What is needed:
Show every line of the records that contains the word "table", and treat uppercase and lowercase letters as different.

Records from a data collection
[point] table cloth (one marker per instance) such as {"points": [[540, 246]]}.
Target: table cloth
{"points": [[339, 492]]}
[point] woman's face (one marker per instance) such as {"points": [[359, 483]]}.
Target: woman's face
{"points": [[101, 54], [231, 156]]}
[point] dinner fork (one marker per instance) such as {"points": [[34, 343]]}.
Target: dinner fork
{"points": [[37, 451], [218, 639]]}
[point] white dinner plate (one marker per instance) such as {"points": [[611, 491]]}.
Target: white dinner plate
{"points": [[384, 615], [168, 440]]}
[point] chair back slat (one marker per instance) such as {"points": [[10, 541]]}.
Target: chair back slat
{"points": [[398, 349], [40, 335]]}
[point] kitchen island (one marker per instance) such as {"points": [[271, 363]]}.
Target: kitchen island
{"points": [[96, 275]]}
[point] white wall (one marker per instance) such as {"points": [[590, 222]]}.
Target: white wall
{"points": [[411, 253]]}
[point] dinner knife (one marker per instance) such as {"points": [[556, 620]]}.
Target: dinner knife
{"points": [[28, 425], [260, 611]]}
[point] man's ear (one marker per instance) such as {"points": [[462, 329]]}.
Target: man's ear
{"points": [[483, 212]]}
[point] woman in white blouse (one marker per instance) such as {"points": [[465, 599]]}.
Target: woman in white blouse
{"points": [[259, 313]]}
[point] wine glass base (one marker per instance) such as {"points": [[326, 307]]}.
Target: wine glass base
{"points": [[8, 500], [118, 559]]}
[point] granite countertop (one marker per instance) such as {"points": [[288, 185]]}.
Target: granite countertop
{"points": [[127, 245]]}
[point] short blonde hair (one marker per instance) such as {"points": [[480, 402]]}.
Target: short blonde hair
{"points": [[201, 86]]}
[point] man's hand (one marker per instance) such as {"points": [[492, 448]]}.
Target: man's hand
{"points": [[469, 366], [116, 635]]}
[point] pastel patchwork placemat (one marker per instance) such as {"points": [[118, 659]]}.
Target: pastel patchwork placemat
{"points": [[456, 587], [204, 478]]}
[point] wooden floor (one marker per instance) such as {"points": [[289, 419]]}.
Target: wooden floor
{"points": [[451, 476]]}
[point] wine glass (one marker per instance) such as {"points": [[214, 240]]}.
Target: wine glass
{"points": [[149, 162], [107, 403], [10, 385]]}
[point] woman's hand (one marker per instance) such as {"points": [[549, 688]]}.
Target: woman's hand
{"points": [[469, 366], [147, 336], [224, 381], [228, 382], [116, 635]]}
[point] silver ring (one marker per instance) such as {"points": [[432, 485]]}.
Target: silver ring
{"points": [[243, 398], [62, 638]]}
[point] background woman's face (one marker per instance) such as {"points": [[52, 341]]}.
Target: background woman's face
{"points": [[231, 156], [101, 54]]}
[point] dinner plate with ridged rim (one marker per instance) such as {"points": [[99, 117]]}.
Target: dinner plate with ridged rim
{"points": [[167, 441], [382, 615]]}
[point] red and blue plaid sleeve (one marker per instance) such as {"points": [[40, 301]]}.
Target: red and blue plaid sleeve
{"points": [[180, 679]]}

---

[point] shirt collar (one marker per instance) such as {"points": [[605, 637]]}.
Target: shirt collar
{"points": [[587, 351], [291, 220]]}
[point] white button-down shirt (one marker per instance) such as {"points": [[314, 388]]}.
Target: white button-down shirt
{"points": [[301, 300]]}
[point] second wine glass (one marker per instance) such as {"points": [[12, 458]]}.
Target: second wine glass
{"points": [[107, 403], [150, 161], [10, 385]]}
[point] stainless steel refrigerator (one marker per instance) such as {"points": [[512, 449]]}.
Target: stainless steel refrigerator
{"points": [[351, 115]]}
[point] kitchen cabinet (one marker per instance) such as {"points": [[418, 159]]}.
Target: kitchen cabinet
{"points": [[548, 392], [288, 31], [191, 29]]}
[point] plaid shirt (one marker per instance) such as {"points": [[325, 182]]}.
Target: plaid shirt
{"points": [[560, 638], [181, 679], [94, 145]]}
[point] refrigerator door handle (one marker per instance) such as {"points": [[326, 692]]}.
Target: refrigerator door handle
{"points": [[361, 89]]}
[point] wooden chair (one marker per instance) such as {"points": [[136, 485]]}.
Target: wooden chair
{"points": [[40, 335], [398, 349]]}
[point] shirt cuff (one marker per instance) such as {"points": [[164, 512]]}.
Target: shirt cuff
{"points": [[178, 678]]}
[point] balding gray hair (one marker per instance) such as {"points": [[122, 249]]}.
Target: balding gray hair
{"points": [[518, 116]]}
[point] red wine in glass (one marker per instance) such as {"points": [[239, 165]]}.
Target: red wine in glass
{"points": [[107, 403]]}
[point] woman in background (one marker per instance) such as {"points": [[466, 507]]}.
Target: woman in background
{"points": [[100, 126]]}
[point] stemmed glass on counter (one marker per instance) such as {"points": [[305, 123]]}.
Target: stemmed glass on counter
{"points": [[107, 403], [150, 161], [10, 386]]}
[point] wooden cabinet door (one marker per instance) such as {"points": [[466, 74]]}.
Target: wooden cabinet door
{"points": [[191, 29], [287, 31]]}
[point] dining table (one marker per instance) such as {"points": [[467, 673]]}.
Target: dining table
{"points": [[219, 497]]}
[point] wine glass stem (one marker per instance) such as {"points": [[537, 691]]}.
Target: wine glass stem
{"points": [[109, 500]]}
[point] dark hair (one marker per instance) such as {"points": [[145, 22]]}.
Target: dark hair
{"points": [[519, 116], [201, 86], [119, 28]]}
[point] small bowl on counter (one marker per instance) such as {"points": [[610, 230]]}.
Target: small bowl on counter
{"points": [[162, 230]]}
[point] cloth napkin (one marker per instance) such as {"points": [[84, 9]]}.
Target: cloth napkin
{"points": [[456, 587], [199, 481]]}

Solution for this exercise:
[point] table cloth (one marker per instance) such as {"points": [[540, 246]]}.
Target: table cloth
[point] dining table (one marker per instance) such as {"points": [[467, 673]]}.
Target: dining table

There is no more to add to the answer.